### [Recorded data]
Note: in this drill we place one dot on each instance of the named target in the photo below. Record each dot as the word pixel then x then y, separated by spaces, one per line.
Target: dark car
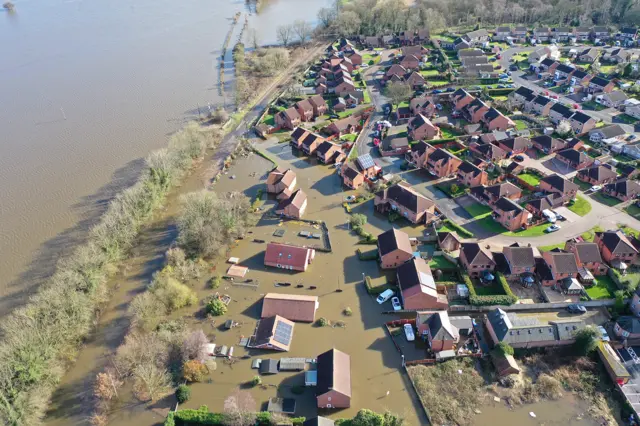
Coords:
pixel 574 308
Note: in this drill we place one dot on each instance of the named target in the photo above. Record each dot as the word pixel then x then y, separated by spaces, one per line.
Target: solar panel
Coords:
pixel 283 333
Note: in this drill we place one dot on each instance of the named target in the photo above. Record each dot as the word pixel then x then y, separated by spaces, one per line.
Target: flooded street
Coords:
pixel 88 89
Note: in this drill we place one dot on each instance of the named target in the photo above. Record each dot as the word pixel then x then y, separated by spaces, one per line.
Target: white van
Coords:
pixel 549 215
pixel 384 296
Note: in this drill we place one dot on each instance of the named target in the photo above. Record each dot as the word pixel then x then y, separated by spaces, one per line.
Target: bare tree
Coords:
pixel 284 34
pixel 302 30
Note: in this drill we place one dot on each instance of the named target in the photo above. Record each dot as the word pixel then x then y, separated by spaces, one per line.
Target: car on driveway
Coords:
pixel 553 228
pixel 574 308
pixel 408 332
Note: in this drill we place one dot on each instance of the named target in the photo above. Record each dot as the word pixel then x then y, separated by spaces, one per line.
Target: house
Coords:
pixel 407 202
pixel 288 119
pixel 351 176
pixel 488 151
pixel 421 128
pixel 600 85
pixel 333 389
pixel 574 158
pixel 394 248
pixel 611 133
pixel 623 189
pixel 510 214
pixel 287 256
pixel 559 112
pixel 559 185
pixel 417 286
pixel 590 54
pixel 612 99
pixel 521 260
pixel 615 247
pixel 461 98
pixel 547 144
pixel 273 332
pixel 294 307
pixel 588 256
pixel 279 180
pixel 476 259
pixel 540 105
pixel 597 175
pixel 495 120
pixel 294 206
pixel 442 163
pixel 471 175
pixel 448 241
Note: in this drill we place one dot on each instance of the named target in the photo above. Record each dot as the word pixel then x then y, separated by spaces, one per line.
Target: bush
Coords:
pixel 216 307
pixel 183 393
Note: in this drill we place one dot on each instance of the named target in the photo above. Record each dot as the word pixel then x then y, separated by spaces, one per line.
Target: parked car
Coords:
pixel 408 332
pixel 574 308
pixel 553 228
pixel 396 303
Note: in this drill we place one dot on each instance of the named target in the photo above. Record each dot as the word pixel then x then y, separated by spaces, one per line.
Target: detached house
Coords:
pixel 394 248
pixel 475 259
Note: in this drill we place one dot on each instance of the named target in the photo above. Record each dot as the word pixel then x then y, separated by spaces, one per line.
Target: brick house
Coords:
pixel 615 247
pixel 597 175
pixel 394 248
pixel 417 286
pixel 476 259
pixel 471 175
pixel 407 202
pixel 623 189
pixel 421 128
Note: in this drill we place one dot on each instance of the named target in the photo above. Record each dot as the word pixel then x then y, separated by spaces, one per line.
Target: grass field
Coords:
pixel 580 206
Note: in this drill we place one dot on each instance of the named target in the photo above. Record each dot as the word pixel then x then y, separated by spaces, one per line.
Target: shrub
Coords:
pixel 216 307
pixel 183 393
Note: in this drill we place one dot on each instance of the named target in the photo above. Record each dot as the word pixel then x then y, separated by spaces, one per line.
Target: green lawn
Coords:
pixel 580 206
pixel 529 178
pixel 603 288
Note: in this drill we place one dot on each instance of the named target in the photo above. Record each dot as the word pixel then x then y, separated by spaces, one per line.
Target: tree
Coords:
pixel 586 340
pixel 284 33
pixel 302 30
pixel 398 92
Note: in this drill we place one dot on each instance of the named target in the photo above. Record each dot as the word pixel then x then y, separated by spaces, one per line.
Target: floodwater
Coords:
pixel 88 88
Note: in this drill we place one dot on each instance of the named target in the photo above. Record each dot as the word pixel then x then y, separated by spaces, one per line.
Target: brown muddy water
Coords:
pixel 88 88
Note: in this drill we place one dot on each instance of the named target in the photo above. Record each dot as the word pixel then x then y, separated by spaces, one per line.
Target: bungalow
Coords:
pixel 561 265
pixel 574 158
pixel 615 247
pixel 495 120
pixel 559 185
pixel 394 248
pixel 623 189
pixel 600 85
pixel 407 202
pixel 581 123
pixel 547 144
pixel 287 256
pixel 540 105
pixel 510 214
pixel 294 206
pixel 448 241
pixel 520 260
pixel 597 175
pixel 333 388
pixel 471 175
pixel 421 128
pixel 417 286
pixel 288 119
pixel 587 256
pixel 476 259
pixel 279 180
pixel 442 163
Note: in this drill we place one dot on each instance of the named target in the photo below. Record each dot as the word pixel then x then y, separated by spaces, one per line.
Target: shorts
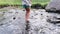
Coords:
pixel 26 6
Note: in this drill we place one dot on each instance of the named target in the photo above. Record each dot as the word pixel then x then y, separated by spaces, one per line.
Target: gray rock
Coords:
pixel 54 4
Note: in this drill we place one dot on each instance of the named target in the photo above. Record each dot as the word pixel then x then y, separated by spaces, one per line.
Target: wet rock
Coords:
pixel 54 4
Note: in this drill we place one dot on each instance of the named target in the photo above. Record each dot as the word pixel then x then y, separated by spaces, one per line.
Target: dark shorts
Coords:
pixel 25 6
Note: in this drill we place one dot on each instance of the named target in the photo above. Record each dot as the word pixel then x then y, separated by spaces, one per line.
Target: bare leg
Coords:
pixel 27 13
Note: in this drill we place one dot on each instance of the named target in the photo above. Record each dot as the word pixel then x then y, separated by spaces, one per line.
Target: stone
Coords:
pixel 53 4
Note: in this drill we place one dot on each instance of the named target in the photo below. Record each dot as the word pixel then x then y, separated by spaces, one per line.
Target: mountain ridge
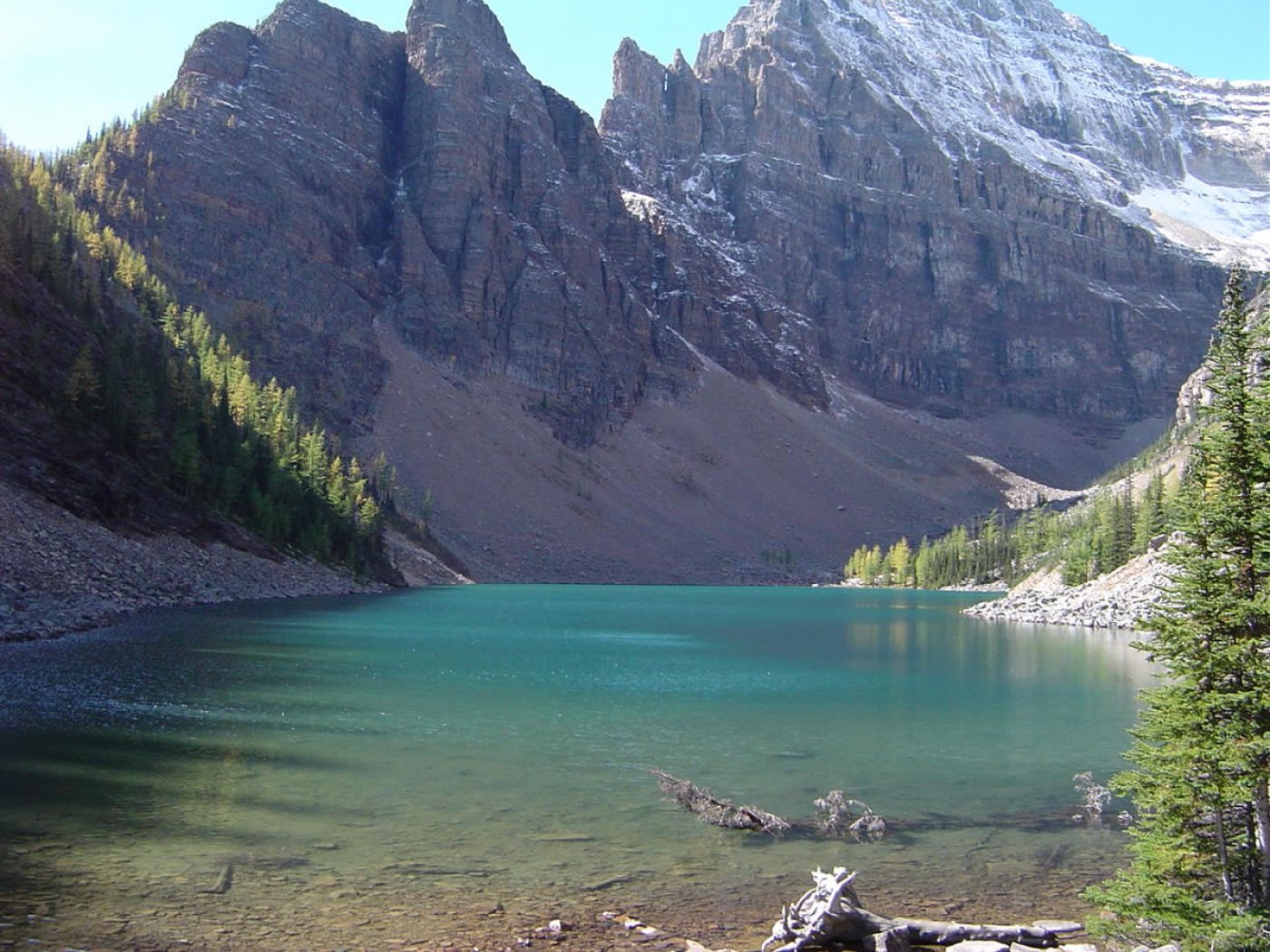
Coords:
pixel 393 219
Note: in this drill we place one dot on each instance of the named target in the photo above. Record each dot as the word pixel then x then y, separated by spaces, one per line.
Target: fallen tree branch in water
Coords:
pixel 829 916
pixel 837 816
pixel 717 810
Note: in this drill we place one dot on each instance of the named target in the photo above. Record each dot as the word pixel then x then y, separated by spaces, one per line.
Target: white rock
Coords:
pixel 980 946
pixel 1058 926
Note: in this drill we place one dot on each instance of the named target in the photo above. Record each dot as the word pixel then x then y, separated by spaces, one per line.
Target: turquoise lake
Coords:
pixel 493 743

---

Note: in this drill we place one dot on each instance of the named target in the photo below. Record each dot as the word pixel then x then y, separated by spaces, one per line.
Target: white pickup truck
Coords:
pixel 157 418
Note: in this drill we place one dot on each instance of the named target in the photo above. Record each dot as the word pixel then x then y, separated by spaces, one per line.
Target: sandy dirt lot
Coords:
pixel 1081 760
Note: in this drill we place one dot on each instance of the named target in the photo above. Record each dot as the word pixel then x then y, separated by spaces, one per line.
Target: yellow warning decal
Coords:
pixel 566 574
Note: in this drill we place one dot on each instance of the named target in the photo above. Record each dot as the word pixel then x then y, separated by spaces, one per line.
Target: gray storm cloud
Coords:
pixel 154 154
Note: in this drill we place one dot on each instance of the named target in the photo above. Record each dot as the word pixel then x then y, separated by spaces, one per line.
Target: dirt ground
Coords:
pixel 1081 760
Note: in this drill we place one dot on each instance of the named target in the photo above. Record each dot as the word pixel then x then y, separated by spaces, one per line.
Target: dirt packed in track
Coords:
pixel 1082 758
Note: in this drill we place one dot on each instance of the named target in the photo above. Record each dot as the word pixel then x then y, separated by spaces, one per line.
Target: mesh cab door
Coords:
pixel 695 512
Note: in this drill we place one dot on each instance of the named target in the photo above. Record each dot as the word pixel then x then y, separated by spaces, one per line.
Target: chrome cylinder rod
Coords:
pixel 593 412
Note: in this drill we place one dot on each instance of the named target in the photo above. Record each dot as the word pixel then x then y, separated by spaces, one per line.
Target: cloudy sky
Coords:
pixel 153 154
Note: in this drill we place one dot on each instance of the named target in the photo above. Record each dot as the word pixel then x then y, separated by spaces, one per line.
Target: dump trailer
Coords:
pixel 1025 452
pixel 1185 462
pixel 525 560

==

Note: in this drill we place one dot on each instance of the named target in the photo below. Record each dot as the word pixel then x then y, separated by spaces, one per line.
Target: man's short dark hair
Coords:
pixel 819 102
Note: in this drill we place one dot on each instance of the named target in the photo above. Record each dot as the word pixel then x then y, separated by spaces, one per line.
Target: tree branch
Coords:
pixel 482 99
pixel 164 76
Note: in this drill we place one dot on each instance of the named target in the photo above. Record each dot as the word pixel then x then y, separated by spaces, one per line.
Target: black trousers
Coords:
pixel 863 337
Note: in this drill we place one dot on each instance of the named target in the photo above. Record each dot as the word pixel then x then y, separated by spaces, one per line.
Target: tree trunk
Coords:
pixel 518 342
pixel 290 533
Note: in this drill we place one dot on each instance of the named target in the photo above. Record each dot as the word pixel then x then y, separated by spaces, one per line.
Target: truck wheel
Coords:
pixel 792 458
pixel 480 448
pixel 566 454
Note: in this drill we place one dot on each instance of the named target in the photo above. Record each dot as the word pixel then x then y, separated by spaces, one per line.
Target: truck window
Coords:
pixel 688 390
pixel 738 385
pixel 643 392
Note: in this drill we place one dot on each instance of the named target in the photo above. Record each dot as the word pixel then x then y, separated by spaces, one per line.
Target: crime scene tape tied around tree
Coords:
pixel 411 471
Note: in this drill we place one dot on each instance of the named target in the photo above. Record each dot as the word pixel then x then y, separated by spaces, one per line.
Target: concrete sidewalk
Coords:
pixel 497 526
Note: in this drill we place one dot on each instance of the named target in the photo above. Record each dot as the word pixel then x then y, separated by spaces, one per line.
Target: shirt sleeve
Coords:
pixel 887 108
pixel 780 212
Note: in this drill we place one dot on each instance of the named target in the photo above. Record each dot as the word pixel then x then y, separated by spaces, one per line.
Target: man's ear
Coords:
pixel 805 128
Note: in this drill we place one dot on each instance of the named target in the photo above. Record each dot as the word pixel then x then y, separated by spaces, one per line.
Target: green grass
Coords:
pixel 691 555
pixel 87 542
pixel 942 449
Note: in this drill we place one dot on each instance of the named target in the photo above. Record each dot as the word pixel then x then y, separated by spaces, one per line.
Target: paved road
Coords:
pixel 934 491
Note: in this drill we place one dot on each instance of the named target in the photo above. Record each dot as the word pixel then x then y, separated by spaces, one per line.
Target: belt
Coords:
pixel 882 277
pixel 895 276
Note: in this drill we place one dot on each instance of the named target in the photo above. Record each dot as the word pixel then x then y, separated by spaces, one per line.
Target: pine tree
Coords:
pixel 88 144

### [What is required]
Count the lines in the entries above that contain the string "gray", treating uppercase and lowercase as different. Reply with the number alone.

### [The solution]
2